Rewrite the listing below with "advertising sign" changed to "billboard" and every other part left as it is.
* * * * *
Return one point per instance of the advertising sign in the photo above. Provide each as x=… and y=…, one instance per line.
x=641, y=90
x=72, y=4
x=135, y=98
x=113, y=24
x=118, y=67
* * * * *
- [Exercise solution]:
Return one point per instance of the billboard in the photo above. Provide each as x=… and y=…, one instance per line.
x=641, y=90
x=72, y=4
x=135, y=98
x=113, y=24
x=118, y=67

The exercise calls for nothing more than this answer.